Task statement: In the labor discipline excerpt below, list each area where the Taylor system is said to contain valuable scientific achievements.

Text excerpt:
The most conscious vanguard of the Russian proletariat has already turned to the problem of strengthening labor discipline. For instance, the central committee of the Metallurgical Union and the Central Council of the Trade Unions have begun work on respective measures and drafts of decrees. This work should be supported and advanced by all means. We should immediately introduce piece work and try it out in practice. We should try every scientific and progressive suggestion of the Taylor system, we should compare earnings with the general total of production or the operation results of railroad and water transportation, and so on.

The Russian is a poor worker in comparison with the advanced nations and this could not be otherwise under the regime of the Czar and other remnants of feudalism. To learn how to work—this problem the Soviet authority should present to the people in all its aspects. The last word of Capitalism in this respect, the Taylor system—as well as all progressive measures of Capitalism—combines the refined cruelty of bourgeois exploitation and a number of most valuable scientific achievements in the analysis of mechanical motions during work, in dismissing superfluous and useless motions, in determining the most correct methods of work, the best systems of accounting and control, etc. The Soviet Republic must adopt all valuable scientific and technical advances in this field. The possibility of Socialism will be determined by our success in combining the Soviet rule and the Soviet organization of management with the latest progressive measures of Capitalism. We must introduce in Russia the study and the teaching of the Taylor system and its systematic trial and adaptation. While working to increase the productivity of labor, we must at the same time take into account the peculiarities of the transition period from Capitalism to Socialism which require, on the one hand, that we lay the foundation for the Socialist organization of emulation, and, on the other, that we use compulsion so that the slogan of the dictatorship of the proletariat may not be weakened by the practice of a too mild proletarian government.

Dataset excerpts on object pointing
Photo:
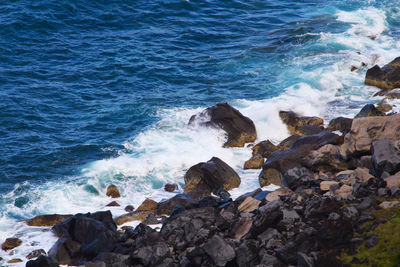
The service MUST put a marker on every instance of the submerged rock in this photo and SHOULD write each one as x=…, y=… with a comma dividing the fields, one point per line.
x=239, y=129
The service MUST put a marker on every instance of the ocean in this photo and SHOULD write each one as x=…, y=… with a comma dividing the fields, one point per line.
x=100, y=92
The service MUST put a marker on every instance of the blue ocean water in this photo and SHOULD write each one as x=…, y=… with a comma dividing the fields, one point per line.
x=99, y=92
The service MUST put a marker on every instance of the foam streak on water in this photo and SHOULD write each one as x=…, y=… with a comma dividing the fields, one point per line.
x=317, y=81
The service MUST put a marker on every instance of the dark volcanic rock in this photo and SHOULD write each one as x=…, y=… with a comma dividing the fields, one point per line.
x=385, y=157
x=212, y=174
x=386, y=78
x=369, y=110
x=239, y=129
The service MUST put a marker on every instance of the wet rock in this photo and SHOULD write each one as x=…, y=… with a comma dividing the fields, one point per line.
x=42, y=261
x=385, y=157
x=294, y=122
x=112, y=191
x=10, y=243
x=255, y=162
x=366, y=130
x=148, y=205
x=369, y=110
x=170, y=187
x=113, y=204
x=219, y=250
x=36, y=253
x=264, y=148
x=386, y=78
x=166, y=207
x=47, y=220
x=340, y=124
x=213, y=174
x=239, y=129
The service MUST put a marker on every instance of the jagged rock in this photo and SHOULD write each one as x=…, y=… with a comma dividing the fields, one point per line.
x=369, y=110
x=219, y=250
x=36, y=253
x=264, y=148
x=366, y=130
x=47, y=220
x=42, y=261
x=249, y=204
x=255, y=162
x=295, y=122
x=385, y=157
x=112, y=191
x=170, y=187
x=166, y=207
x=10, y=243
x=340, y=124
x=213, y=174
x=148, y=205
x=288, y=142
x=386, y=78
x=283, y=191
x=239, y=129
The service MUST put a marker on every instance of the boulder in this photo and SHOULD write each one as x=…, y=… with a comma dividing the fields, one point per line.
x=239, y=129
x=42, y=261
x=212, y=174
x=386, y=78
x=112, y=191
x=219, y=250
x=294, y=122
x=366, y=130
x=369, y=110
x=385, y=157
x=170, y=187
x=10, y=243
x=264, y=148
x=47, y=219
x=340, y=124
x=255, y=162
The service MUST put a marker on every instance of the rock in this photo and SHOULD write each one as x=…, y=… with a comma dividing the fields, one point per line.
x=386, y=78
x=213, y=174
x=325, y=185
x=283, y=191
x=239, y=129
x=132, y=216
x=47, y=220
x=384, y=106
x=366, y=130
x=166, y=207
x=36, y=253
x=10, y=243
x=113, y=204
x=255, y=162
x=148, y=205
x=340, y=124
x=369, y=110
x=14, y=261
x=298, y=177
x=264, y=148
x=249, y=204
x=393, y=181
x=42, y=261
x=294, y=122
x=219, y=250
x=372, y=241
x=242, y=227
x=288, y=142
x=385, y=157
x=129, y=208
x=112, y=191
x=170, y=187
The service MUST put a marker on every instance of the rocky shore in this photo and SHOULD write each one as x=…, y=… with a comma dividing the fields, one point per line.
x=338, y=203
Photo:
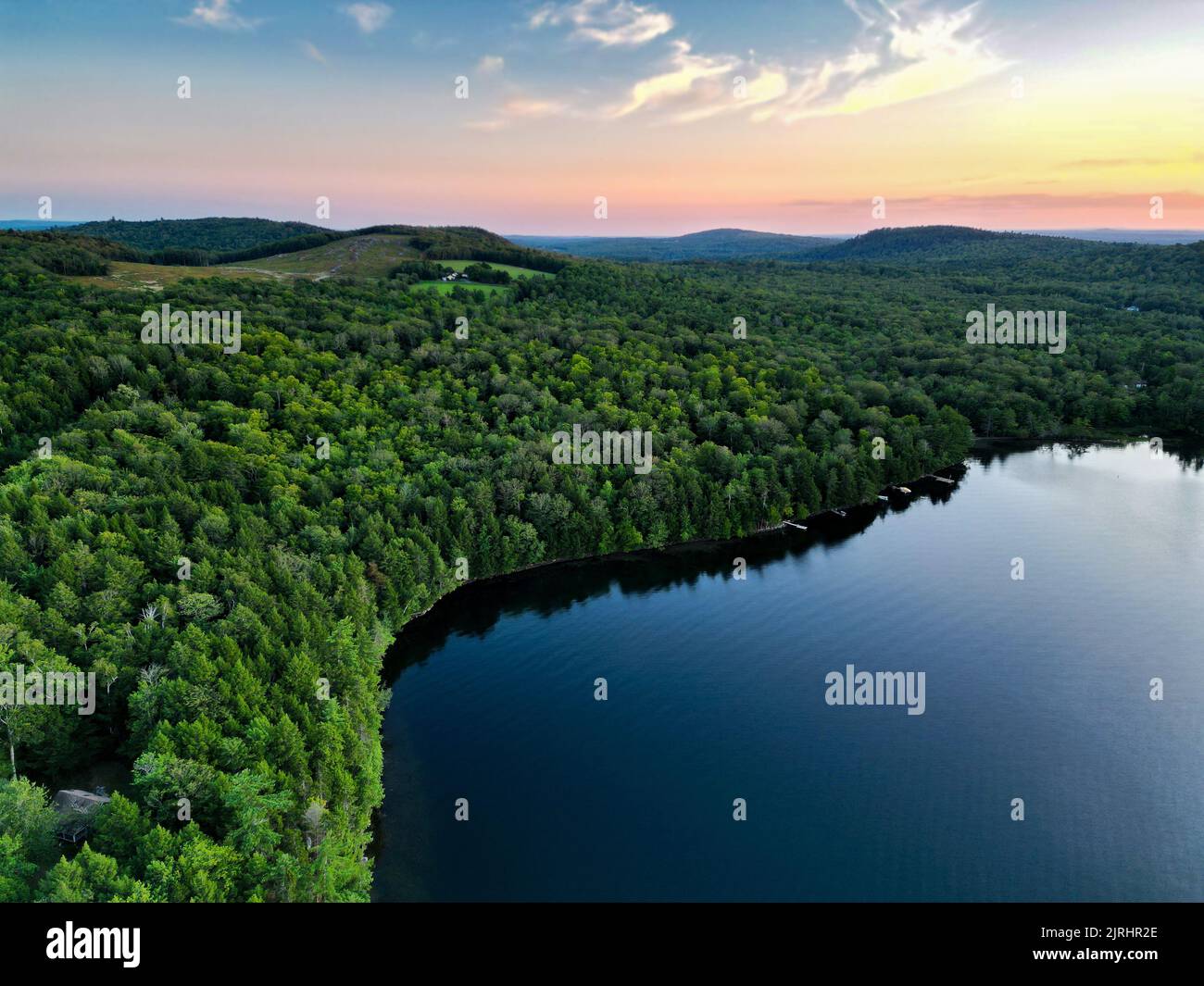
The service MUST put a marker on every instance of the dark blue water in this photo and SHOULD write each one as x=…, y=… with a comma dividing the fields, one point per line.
x=1035, y=689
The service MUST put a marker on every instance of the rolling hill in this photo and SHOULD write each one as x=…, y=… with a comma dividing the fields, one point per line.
x=709, y=244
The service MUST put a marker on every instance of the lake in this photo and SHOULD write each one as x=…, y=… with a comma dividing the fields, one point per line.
x=1036, y=689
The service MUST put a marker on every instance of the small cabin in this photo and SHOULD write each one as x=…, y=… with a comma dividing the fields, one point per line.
x=76, y=809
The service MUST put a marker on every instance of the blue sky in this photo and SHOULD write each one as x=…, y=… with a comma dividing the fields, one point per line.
x=914, y=101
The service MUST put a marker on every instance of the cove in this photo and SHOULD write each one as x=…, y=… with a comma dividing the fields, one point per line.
x=1035, y=689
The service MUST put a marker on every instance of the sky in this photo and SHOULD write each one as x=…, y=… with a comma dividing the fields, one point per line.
x=789, y=116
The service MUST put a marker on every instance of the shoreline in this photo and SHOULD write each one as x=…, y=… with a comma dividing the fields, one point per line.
x=777, y=529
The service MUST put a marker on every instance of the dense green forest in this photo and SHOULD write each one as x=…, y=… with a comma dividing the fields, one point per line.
x=252, y=689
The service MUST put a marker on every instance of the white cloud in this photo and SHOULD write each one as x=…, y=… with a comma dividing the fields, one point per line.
x=903, y=52
x=311, y=51
x=217, y=13
x=687, y=69
x=519, y=108
x=606, y=22
x=369, y=17
x=906, y=52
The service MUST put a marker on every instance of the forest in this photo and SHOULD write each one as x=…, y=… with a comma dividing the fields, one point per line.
x=324, y=484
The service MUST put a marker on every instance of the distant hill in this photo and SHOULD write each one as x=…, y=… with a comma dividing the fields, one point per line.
x=215, y=233
x=709, y=244
x=949, y=243
x=1130, y=236
x=35, y=224
x=221, y=240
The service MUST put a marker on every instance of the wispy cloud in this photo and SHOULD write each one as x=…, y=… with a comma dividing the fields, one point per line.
x=686, y=69
x=218, y=13
x=311, y=51
x=903, y=52
x=520, y=108
x=369, y=17
x=606, y=22
x=906, y=52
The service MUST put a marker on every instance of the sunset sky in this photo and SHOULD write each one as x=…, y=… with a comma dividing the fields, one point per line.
x=1003, y=113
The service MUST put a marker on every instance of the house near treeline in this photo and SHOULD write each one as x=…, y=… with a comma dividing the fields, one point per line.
x=76, y=809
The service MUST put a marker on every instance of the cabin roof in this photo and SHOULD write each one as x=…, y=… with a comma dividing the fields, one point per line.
x=73, y=801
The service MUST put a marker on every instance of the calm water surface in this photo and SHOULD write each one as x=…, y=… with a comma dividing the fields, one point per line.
x=1035, y=689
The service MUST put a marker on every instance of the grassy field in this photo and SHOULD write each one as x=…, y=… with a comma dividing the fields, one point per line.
x=458, y=265
x=153, y=276
x=356, y=256
x=446, y=287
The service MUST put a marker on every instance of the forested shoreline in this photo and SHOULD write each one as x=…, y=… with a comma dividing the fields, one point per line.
x=251, y=689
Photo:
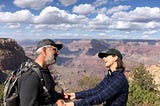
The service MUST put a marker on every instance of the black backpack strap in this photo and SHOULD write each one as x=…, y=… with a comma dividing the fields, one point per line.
x=45, y=90
x=39, y=75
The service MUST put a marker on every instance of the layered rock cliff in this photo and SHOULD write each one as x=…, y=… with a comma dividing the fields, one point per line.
x=11, y=54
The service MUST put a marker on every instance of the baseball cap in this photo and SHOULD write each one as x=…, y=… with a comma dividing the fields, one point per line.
x=110, y=52
x=46, y=42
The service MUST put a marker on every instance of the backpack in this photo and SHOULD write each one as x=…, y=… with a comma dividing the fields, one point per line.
x=11, y=96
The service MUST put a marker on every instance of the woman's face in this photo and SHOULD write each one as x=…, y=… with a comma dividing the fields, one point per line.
x=109, y=60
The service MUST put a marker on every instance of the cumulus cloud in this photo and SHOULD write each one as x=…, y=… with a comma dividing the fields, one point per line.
x=117, y=9
x=84, y=9
x=13, y=25
x=140, y=14
x=98, y=3
x=150, y=32
x=35, y=4
x=53, y=15
x=139, y=19
x=67, y=2
x=19, y=16
x=1, y=6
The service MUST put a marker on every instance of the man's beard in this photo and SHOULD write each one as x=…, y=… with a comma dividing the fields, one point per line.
x=50, y=59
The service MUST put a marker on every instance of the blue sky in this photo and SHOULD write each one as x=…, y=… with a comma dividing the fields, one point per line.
x=82, y=19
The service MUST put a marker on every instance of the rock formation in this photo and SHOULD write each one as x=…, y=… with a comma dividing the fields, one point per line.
x=11, y=54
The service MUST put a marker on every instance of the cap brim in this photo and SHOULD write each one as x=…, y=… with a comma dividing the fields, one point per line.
x=101, y=55
x=59, y=46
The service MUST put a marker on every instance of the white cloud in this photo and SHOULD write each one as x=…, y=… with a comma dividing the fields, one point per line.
x=141, y=18
x=102, y=10
x=35, y=4
x=98, y=3
x=140, y=14
x=117, y=9
x=1, y=6
x=19, y=16
x=13, y=25
x=150, y=32
x=53, y=15
x=83, y=9
x=67, y=2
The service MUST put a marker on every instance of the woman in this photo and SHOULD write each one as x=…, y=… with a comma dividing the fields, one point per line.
x=112, y=90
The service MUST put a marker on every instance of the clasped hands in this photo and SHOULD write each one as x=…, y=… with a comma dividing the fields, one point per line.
x=67, y=96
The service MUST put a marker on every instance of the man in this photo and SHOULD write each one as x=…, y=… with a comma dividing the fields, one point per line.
x=113, y=89
x=31, y=92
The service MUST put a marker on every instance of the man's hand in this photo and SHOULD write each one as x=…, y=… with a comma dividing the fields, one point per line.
x=60, y=102
x=69, y=96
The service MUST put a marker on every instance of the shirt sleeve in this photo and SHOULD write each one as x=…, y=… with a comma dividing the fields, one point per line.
x=29, y=91
x=108, y=92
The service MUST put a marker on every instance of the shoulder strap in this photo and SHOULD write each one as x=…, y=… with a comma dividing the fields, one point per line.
x=39, y=75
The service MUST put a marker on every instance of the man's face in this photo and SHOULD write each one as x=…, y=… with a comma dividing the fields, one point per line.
x=109, y=60
x=51, y=54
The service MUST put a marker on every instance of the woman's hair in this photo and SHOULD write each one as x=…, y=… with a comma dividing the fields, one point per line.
x=120, y=64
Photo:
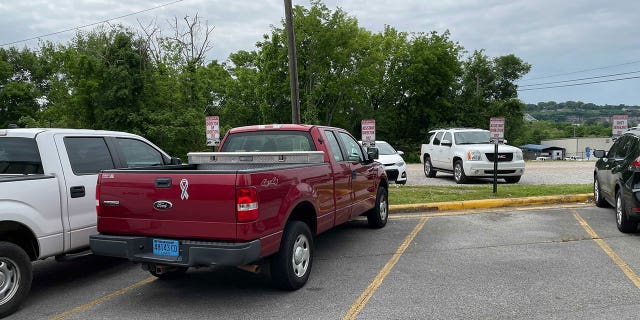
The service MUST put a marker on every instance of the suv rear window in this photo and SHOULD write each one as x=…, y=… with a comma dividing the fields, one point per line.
x=19, y=156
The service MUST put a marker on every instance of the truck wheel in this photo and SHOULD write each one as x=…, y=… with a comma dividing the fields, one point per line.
x=458, y=172
x=290, y=267
x=169, y=275
x=379, y=215
x=623, y=222
x=512, y=179
x=15, y=277
x=428, y=168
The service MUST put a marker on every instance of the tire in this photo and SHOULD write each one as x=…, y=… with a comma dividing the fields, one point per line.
x=597, y=194
x=173, y=274
x=515, y=179
x=428, y=168
x=458, y=173
x=291, y=266
x=15, y=275
x=623, y=222
x=378, y=216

Answer to the task:
- Analysis of mechanical motions during work
- Dismissing superfluous and useless motions
- Determining the most correct methods of work
- The best systems of accounting and control